▸ Aufgaben
• a. Übernehmen Sie aus dem Artikel über das Spiel gegen Argentinien wortgetreu den Abschnitt von „Das Vorspiel des“ bis einschließlich „Reden und Gegenreden.“.
• b. Geben Sie alle Zeilen unverändert wieder, in denen das Wort „parked“ vorkommt.

Das Vorspiel des Spiels gegen Argentinien
Die Woche vor der Partie Deutschland gegen Argentinien war geprägt von Geplänkel, Stiicheleien, Reden und der Erinnerung an die turbulente Begegnung von 2006. Von Anton Schwankhart
Wer Weltmeister werden will, muss vier Finals gewinnen. Das erste hat Deutschland mit dem 4:1 gegen England spektakulär hinter sich gebracht. Am Samstag stand in Kapstadt das zweite dieser Finals auf dem Programm. Viertelfinale, Deutschland - Argentinien. Vor jedem Endspiel aber gibt es ein Vorspiel. Eine Woche des Geplänkels, der Sticheleien, taktischer Finten, Reden und Gegenreden.

▸ Aufgelistete Zeilen

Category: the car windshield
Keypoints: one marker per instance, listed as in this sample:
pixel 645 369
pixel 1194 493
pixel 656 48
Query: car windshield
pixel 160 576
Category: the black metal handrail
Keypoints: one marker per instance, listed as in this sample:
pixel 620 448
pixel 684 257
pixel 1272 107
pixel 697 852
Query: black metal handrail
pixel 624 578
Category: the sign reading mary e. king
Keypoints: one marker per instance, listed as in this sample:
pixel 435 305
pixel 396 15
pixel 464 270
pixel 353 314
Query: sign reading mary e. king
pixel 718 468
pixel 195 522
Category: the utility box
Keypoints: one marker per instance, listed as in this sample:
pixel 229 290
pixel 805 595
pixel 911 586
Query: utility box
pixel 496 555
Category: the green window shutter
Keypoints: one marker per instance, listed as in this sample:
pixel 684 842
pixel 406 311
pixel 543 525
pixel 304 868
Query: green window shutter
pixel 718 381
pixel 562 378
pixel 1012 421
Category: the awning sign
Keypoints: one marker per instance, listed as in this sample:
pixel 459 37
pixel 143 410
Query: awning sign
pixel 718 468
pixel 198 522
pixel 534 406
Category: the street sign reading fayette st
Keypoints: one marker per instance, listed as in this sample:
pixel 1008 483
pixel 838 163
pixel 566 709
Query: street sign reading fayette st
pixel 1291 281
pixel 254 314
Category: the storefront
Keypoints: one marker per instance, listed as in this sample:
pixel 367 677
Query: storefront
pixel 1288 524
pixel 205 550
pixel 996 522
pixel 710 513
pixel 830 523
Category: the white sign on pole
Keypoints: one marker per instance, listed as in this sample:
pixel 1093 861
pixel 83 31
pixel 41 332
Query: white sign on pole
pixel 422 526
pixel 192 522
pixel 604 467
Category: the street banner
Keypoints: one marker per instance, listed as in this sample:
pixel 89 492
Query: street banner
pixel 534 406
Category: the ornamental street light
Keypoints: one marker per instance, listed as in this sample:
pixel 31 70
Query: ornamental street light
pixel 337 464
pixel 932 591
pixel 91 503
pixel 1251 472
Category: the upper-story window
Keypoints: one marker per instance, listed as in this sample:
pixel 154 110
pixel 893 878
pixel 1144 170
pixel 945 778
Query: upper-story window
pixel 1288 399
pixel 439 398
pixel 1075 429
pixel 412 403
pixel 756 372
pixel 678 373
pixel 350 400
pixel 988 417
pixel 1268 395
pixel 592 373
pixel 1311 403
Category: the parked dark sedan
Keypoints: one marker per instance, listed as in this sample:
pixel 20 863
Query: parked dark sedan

▸ Lösungen
• a.
Das Vorspiel des Spiels gegen Argentinien
Die Woche vor der Partie Deutschland gegen Argentinien war geprägt von Geplänkel, Stiicheleien, Reden und der Erinnerung an die turbulente Begegnung von 2006. Von Anton Schwankhart
Wer Weltmeister werden will, muss vier Finals gewinnen. Das erste hat Deutschland mit dem 4:1 gegen England spektakulär hinter sich gebracht. Am Samstag stand in Kapstadt das zweite dieser Finals auf dem Programm. Viertelfinale, Deutschland - Argentinien. Vor jedem Endspiel aber gibt es ein Vorspiel. Eine Woche des Geplänkels, der Sticheleien, taktischer Finten, Reden und Gegenreden.

• b.
Category: the parked dark sedan
Query: parked dark sedan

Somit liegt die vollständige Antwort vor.